**Supplied material**
────────────────────────────────────────

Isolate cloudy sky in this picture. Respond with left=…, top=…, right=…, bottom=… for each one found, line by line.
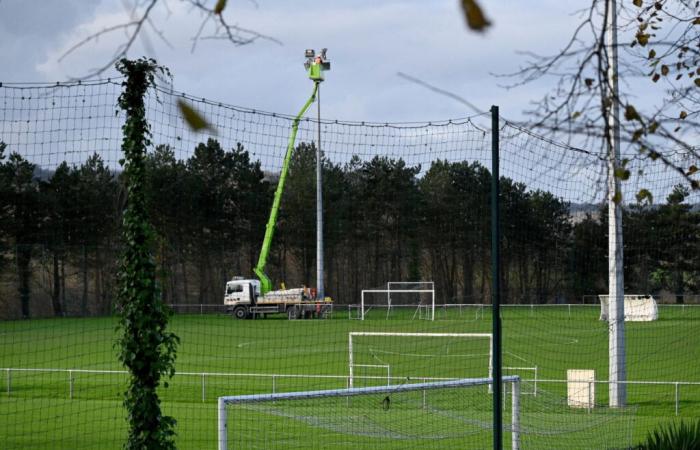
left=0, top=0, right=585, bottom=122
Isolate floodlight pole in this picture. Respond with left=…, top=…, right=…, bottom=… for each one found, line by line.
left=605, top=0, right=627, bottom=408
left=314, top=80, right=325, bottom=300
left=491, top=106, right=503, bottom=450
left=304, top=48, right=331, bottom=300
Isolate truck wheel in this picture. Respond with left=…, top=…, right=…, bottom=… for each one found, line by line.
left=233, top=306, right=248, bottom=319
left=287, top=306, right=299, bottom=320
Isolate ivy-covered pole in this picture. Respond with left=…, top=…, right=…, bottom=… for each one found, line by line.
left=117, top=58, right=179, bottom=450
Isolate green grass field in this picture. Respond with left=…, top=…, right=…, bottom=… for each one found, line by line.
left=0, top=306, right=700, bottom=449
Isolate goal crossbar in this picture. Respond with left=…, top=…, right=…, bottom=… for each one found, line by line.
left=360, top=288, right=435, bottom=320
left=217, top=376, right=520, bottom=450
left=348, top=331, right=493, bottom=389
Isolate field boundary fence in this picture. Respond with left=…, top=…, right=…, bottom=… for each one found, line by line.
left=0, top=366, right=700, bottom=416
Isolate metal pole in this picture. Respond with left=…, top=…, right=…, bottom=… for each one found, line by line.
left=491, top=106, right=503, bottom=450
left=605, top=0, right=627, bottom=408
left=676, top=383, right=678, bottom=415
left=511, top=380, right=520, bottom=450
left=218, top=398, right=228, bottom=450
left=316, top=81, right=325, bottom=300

────────────────────────────────────────

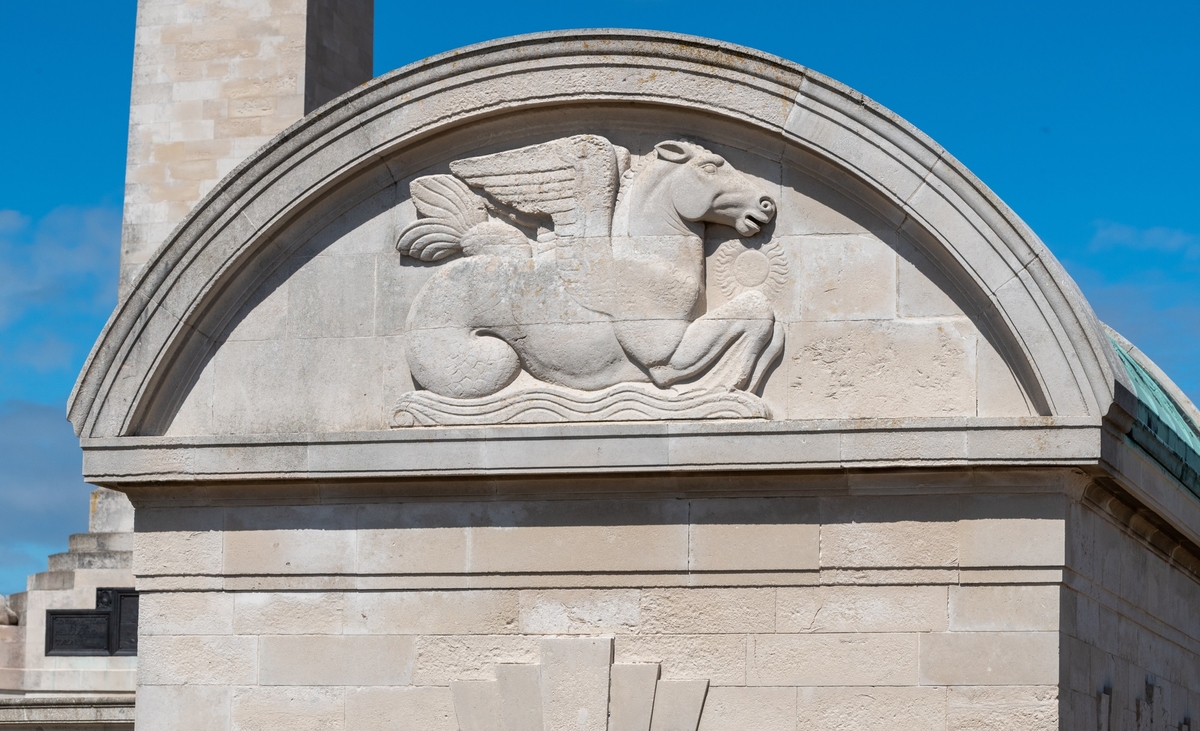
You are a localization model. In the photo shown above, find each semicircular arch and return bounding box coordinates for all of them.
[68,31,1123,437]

────────────────────────────────────────

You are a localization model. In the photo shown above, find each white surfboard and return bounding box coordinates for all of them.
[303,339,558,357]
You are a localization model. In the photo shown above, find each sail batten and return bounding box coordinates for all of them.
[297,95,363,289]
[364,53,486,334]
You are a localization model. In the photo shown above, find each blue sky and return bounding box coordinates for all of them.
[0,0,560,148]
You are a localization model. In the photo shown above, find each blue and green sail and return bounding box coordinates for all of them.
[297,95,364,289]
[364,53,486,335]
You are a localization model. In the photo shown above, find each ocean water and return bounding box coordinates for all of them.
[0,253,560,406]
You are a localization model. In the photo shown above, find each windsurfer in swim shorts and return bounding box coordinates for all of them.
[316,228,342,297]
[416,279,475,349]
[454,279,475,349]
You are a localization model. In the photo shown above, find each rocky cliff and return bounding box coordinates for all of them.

────────────────────────────────────────

**Job**
Copy everything in the records from the line containing "find each sail" down to the line containing "find each rocky", both included, reproducing each line unchanged.

**Output below**
You are a localization model. In the photo shown above, find each sail batten and return bounding box coordinates for all of them.
[297,95,363,289]
[364,53,486,334]
You are a localization model. In the photo shown above, find each blue sky and return bounding box coordinates for all of them.
[0,0,560,148]
You are a localization model. In the photo shown above, find each blue and green sail and return bounding box coordinates for all of them.
[297,95,364,289]
[364,53,486,335]
You are a localization model. In the photo shown above, find each ocean water and return bounding box coordinates for all of them.
[0,253,560,406]
You are a localization model. In the photo shown above, find each windsurfer in swim shorts and return bounding box coordinates for all of them.
[316,228,342,297]
[416,279,475,349]
[454,279,475,349]
You are a localization model. In the photo shown above, find each rocky cliff and return bounding box coordinates for all of them.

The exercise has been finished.